[CHALLENGES]
(A) According to the passage on City Pages columnists, whose writing provided the antidote to the poison in O'Neill's pen?
(B) Continue the passage on City Pages columnists from the point at which it stops.

## BEGIN DOCUMENT EXCERPT

The Ink Tank
The trusty, theoretically unopinionated American Heritage Dictionary defines opinion as: "A belief or conclusion held with confidence but not substantiated by positive knowledge or proof." Which works equally well as a high-falutin' description of bullshit. No doubt many City Pages readers would refer to the likes of Mike O'Neill, Steve Perry, and Terri Sutton as bullshit artists--some with scorn, others with admiration. But what these three (and most of the others who have written columns during the paper's first 20 years) have in common is a creative passion that quickened our minds and provoked debates both internal and external.
O'Neill's first-person rants, culled from his experience as a gadfly about town, were gleefully scabrous broadsides against the strictures of political correctness, conservative both in their preboomtown provincialism and their macho sense of entitlement (although many of his best columns, like his rumination on marriage and relationships, honestly acknowledged as much). A half-decade later, Sutton provided the antidote to the poison in O'Neill's pen. Also rigorously self-referential, Sutton didn't leave the sisterhood, or herself, unscathed, yet her feisty feminism continues to inform most everything she writes, resonating like a tuning fork as she challenges the overt and subtle gender assumptions that pervade the way we deal with each other.

## END DOCUMENT EXCERPT
## BEGIN SUPPLIED DATA

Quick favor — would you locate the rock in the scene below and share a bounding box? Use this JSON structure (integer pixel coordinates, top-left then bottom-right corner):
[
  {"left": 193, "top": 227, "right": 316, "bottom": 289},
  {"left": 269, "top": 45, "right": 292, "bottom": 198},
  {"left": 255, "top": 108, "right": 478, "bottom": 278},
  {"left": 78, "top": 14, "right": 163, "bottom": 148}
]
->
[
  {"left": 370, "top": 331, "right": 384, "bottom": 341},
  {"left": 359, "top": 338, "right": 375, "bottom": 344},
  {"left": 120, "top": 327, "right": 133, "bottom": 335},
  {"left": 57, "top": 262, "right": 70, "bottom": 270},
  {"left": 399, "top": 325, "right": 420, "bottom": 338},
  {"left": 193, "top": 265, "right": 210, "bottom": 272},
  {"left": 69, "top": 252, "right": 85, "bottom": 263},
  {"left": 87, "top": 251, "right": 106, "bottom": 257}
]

## END SUPPLIED DATA

[SET OF ANSWERS]
(A) Terri Sutton's.

(B)
During his tenure as editor, Steve Perry used his columns and editorials to set the tone he strove to instill throughout the paper: He questioned authority, something much easier said than done. A voracious reader, Perry marshaled a phalanx of facts--and a withering sarcasm--in polemics powered by an acute appreciation of the way political and economic systems operate. And where most alt weeklies toe a comfortably liberal line, he--to the consternation of many--reserved a special scorn for the duplicitous rhetoric of Democrats such as Bill Clinton and Sharon Sayles Belton. Once in a blue moon he'd even drop his guard and praise somebody (local civil rights matriarch Nellie Stone Johnson and AIDS writer Randy Shilts come to mind).
Last but not least, mention should be made of the writing of James Lileks, whose late-Eighties pieces for the paper were often purposefully harmless, deliberately apolitical, and hilarious. Like most good humor, they contained a nugget of truth--witness the first piece in this section, written some 11 years before Lileks started his present gig as a columnist for the Star Tribune.
For the Minneapolis Star and Tribune: We will continue to improve the Variety section until copy vanishes altogether. By July, the topic page will be nothing but the words Survey, Gardening, VCRs, etc., all in 96-point type. We will combine our advice columns into one feature for divorced, chemically dependent infants considering buying Nautilus equipment. Elsewhere, we will continue to ignore issues until we have an eight-part series on them; also, we will do an eight-part series on "Why No One Reads These Eight-Part Series."
James Lileks, January 8, 1986
Some things are as predictable as a roach in the ashtray of a Volkswagen bus. Hence the outcry of my article two weeks ago suggesting that foundations should curtail funding to the arts. The truth hurts, or as it is written in those religious tracts that are distributed by fundamentalists on the mall: "How Loud the Heathen Rage!"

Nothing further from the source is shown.